Я говорил уже, что каждый день недели бывает базар в которой-нибудь из окрестных деревень: в Буке, например, базар по понедельникам, в Ак-Кургане – по пятницам, в Псхенте – по средам и т. д.
На базарной площади около лавчонок, в которых обыкновенно не видно было ни души, теперь толпилось множество народа и конного, и пешего, съехавшегося со всех окрестностей не столько, разумеется, для закупок, сколько для свидания с родными, знакомыми, для собирания новостей и сплетен; иной из-за двадцати верст торопится, спешит, боится опоздать – для чего? Чтоб поглазеть на толпу, целый день проболтаться между гуторящим народом, сунуть нос во все сделки, продажи, мены, во все споры, ссоры, если такие случатся, подставить свой рот под угощение, если оно предложится, и с запасом сведений и спокойною совестью возвратиться восвояси.
Вот, вытянувшись в несколько шеренг, сидят работающие веретенья, кто под шалашиком из циновок, кто просто на солнце. Они работают безустанно на своих простеньких станочках и едва успевают удовлетворять спросу туземных дам, около них толкущихся.

○ ○ ○ ○ ○

**ПРИМЕНИТЕ ПРОЧИТАННОЕ:**
1 > По каким дням в Ак-Кургане бывает базар, согласно тексту о деревенских базарах?
2 > Повторите дословно отрывок текста о деревенских базарах, начиная со слов «Я говорил уже, что» и заканчивая словами «совестью возвратиться восвояси.».
3 > Продолжите текст о деревенских базарах после его последнего предложения.

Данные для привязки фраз

○ ○ ○ ○ ○

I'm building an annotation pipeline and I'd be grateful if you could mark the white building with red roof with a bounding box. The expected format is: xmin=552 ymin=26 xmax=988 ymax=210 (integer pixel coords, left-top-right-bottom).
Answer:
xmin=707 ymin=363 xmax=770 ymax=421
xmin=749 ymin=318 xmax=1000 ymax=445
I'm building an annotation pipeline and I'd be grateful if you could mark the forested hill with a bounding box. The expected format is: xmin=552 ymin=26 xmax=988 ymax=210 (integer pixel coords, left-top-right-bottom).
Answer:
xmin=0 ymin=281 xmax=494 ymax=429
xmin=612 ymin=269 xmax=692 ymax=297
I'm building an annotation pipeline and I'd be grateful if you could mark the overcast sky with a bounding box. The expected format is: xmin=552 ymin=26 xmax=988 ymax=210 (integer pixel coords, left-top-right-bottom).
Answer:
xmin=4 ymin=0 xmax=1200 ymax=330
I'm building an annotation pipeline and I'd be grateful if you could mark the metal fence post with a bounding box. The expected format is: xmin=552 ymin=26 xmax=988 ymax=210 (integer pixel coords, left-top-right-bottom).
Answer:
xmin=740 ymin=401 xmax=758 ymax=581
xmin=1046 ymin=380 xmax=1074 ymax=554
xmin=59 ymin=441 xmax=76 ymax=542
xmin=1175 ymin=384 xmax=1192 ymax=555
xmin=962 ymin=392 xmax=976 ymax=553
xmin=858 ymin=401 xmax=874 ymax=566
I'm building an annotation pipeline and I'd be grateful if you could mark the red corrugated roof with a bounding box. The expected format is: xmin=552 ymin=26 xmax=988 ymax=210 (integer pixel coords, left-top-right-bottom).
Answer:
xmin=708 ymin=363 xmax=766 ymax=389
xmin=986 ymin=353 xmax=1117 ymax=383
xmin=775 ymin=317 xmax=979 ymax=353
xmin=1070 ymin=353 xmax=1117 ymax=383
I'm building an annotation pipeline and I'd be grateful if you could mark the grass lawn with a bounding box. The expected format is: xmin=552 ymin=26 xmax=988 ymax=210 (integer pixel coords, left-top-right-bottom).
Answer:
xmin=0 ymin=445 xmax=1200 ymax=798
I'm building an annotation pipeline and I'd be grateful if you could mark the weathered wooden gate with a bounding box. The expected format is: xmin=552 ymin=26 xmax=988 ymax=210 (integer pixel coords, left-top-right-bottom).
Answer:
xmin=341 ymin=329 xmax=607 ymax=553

○ ○ ○ ○ ○

**ОТВЕТЫ К ЗАДАНИЯМ:**
1 > По пятницам.

2 >
Я говорил уже, что каждый день недели бывает базар в которой-нибудь из окрестных деревень: в Буке, например, базар по понедельникам, в Ак-Кургане – по пятницам, в Псхенте – по средам и т. д.
На базарной площади около лавчонок, в которых обыкновенно не видно было ни души, теперь толпилось множество народа и конного, и пешего, съехавшегося со всех окрестностей не столько, разумеется, для закупок, сколько для свидания с родными, знакомыми, для собирания новостей и сплетен; иной из-за двадцати верст торопится, спешит, боится опоздать – для чего? Чтоб поглазеть на толпу, целый день проболтаться между гуторящим народом, сунуть нос во все сделки, продажи, мены, во все споры, ссоры, если такие случатся, подставить свой рот под угощение, если оно предложится, и с запасом сведений и спокойною совестью возвратиться восвояси.

3 >
Евреи торгуют немного чаем и вообще всем, чем случится, но преимущественно сырым шелком; они и торговцы красным товаром, развесившие свои яркие богатства по обеим сторонам целой линии лавок, занимают самую фешенебельную часть базара.
Еврей из Бука
Тут же без лавок, просто на земле, разложены бязи (бумажная материя), разные крашеные ткани, множество халатов и многие принадлежности костюма. Тут же лавочки с зеркальцами, ножичками, кожаными кошельками и разными разностями, разными мелочами. Невдалеке лавочки, в которых стряпают и пекут превкусные пирожки самуса и варят в пару пельмени.
Мясники, торговцы конопляным маслом и вышивками и другими, менее деликатными предметами держатся больше по краям базара; с краев же идет продажа лошадей, баранов, коров, верблюдов и т. д.; здесь почти все, и покупатели и продавцы, и мужчины и женщины, верхами.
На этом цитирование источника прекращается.